Vladimir Fédorovski est l’auteur russe le plus édité en France. Ancien conseiller diplomatique de l'ambassade d'Union soviétique à Paris de 1985 à 1990, promoteur de la perestroïka et témoin des grands événements du XXe siècle, il vient de publier Poutine de A à Z (Éd. Stock, 2017).

Vladimir Poutine était reçu par Emmanuel Macron à Versailles ces derniers jours. Quel regard posez-vous d’abord sur cette visite ?

Je suis assez positif par rapport à cette visite parce que le mot « désescalade » a enfin été utilisé. Nous étions allés trop loin dans l’escalade : Obama avait même été jusqu’à dire que la Russie était un pays qui ne valait rien, ce qui relève à mon avis du racisme. Mais au-delà, ce genre de phrase révèle l’ambiance qui régnait entre l’Europe et la Russie : exécrable.
L’élection de Donald Trump changeait un peu les choses, mais s’est ajoutée cette controverse née de l’idée que le nouveau président des États-Unis serait un agent de Vladimir Poutine.

Le problème de ces polémiques, c’est qu’elles reposent sur des mensonges auxquels tous finissent par croire, à commencer par ceux qui les propagent.

Il fallait donc un déclic pour revenir à la réalité et ce n’était pas facile pour Emmanuel Macron, qui a été à la fois le candidat du politiquement correct et celui de la presse. Je dirais même qu’il fallait un certain courage dans ce contexte.

Que faut-il, selon vous, retenir de cette rencontre ?

Emmanuel Macron a joué sur les symboles pendant cette visite. Il a choisi un très beau symbole et un prétexte en or avec cette exposition sur Pierre le Grand. Cette figure de l’Histoire russe est très significative, en l’occurrence, aussi bien pour les Russes que pour les Français. Pierre le Grand a été un symbole d’occidentalisme, il avait travaillé au rapprochement avec l’Europe.

Je craignais plus que tout la rupture définitive entre l’Europe et la Russie, ce contre quoi avait déjà lutté Pierre le Grand voilà trois cents ans.

Je parle de rupture à cause des sanctions, évidemment, mais également parce qu’une partie des Russes ne veut plus entendre parler de l’Europe. Ce n’est pas vraiment l’avis de Poutine, mais certains pensent, en effet, que l’Europe a vendu son âme au diable, qu’elle rejette son identité, qu’elle s’islamise très rapidement et qu’il n’y a donc plus rien à faire avec elle.
Si cela m’inquiète, c’est parce qu’il n’est dans l’intérêt de personne que la Russie tourne le dos à l’Europe pour renforcer ses liens avec la Chine : cela pourrait provoquer un bouleversement grave des équilibres dans le monde.

○ ○ ○ ○ ○

■ Problème posé ■
D'après l'entretien sur la visite de Vladimir Poutine à Versailles, répondez brièvement :
1. De quelle année à quelle année Vladimir Fédorovski a-t-il été conseiller diplomatique de l'ambassade d'Union soviétique à Paris ?
2. Quel mot a enfin été utilisé lors de cette visite, selon lui ?
3. Quelle figure de l'Histoire russe était le sujet de l'exposition choisie par Emmanuel Macron ?
Les enregistrements n'interviennent en rien ici.

(Entrées de la collection)
○ ○ ○ ○ ○

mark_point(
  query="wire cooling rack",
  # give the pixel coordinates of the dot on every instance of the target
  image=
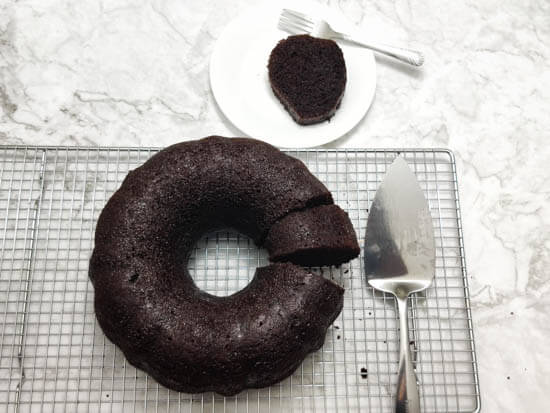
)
(54, 356)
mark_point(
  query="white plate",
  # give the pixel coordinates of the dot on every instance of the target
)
(239, 79)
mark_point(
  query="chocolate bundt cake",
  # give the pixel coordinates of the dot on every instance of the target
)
(308, 76)
(318, 236)
(145, 299)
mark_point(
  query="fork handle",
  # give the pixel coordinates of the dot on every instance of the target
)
(409, 56)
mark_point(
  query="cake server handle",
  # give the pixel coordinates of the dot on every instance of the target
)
(412, 57)
(407, 399)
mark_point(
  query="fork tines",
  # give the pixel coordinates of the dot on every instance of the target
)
(295, 22)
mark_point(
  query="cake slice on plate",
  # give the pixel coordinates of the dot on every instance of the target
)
(308, 76)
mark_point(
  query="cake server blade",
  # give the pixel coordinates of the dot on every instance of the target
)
(400, 259)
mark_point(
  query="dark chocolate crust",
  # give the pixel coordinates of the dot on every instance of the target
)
(308, 76)
(148, 305)
(318, 236)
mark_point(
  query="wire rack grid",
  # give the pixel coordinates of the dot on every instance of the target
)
(54, 356)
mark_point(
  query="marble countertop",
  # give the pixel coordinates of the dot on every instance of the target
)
(135, 72)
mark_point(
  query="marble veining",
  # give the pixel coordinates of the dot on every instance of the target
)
(135, 72)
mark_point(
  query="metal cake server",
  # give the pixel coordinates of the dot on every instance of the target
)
(400, 259)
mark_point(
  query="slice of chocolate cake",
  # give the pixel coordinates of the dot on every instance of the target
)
(308, 76)
(316, 236)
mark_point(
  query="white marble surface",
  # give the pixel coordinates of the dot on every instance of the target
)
(134, 72)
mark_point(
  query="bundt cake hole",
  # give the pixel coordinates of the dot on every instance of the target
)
(224, 262)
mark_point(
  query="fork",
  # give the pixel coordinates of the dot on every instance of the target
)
(296, 22)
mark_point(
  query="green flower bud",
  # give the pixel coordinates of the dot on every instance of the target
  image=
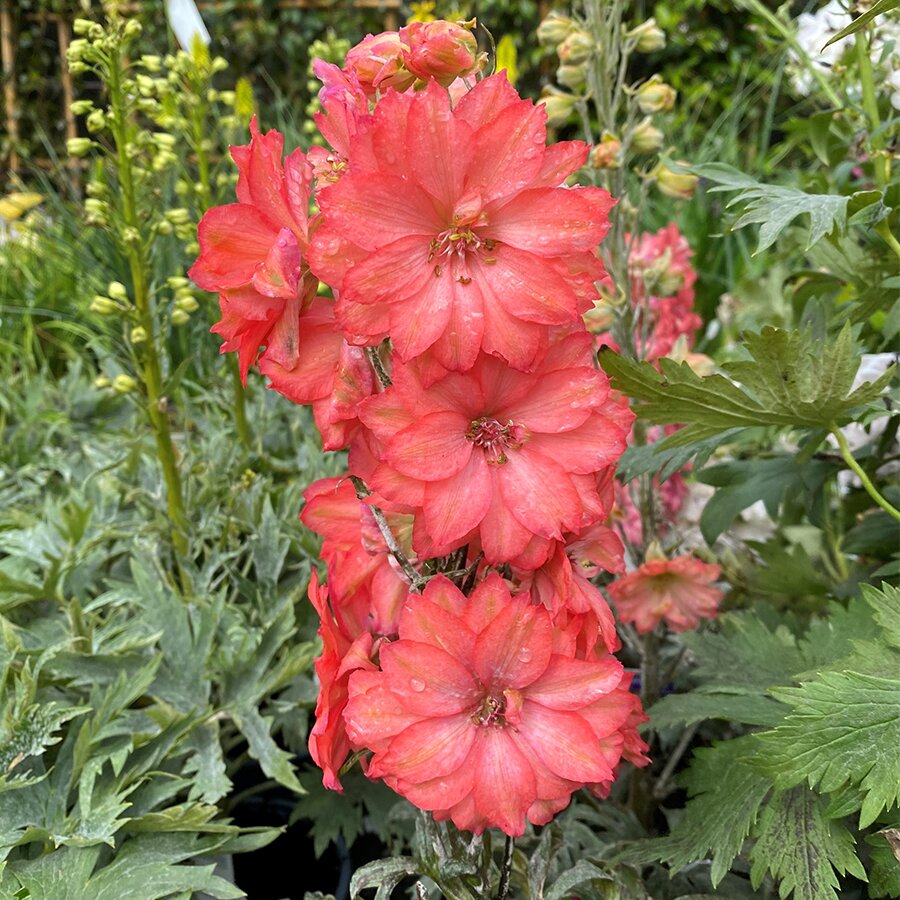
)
(103, 306)
(124, 384)
(79, 146)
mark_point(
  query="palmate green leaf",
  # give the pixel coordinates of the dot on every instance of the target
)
(844, 728)
(773, 207)
(791, 380)
(726, 794)
(877, 9)
(802, 848)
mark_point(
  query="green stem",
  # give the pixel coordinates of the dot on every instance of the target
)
(870, 488)
(152, 370)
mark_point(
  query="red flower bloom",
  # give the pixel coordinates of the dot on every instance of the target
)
(481, 712)
(498, 454)
(449, 231)
(678, 591)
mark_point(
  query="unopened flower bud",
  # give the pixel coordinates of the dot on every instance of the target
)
(103, 306)
(559, 106)
(554, 30)
(178, 216)
(96, 121)
(607, 154)
(124, 384)
(680, 185)
(117, 291)
(646, 137)
(649, 37)
(576, 48)
(79, 146)
(573, 77)
(656, 96)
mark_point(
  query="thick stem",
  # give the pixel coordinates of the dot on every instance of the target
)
(860, 473)
(152, 369)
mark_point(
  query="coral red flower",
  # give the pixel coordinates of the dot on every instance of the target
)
(678, 591)
(498, 454)
(449, 231)
(481, 712)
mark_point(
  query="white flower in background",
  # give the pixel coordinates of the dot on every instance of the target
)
(814, 30)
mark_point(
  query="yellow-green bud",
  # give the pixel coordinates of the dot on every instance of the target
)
(655, 96)
(572, 77)
(96, 121)
(680, 185)
(79, 146)
(178, 216)
(117, 291)
(559, 106)
(554, 30)
(124, 384)
(576, 48)
(646, 137)
(649, 37)
(103, 306)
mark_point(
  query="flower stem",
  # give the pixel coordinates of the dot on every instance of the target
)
(152, 369)
(506, 869)
(858, 470)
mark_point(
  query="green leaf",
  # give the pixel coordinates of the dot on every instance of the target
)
(790, 380)
(774, 207)
(687, 709)
(385, 874)
(274, 761)
(710, 825)
(802, 848)
(844, 727)
(879, 8)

○ ○ ○ ○ ○

■ Réponse complète ■
1. De 1985 à 1990.
2. Le mot « désescalade ».
3. Pierre le Grand.